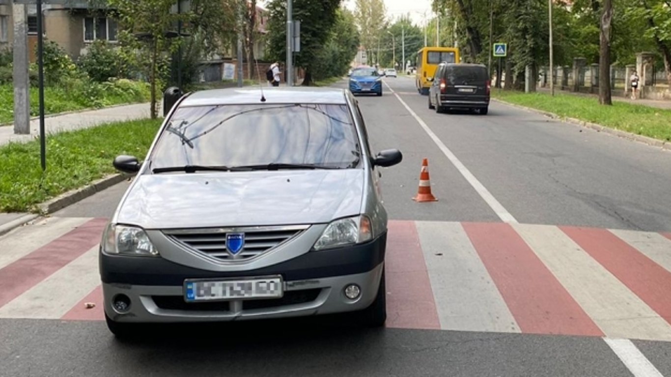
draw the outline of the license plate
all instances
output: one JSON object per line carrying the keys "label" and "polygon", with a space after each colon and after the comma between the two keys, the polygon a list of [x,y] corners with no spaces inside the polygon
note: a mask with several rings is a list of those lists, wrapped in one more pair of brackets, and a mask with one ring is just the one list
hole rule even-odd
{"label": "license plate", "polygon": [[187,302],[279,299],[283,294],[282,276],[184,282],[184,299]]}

---

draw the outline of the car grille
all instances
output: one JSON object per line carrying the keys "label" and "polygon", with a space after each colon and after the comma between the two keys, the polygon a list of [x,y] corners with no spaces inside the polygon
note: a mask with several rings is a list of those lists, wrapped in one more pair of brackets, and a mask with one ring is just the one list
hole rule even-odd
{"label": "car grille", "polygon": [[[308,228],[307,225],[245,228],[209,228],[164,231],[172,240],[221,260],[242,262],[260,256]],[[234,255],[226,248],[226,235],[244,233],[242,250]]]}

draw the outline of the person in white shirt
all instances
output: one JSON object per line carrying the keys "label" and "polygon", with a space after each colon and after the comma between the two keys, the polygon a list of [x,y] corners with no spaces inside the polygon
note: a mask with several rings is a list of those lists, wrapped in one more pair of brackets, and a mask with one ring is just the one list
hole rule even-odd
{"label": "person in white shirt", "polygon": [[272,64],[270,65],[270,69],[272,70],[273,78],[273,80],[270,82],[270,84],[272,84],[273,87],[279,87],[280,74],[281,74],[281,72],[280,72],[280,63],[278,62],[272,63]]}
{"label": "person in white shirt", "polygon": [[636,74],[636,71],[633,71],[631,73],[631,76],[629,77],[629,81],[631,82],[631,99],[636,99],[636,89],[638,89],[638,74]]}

§ **WHAT YOU NEED TO DO**
How many lines in the material above contain the string "draw"? Matching is case-sensitive, and the reply should be only the number.

§ **WRITTEN REPLY**
3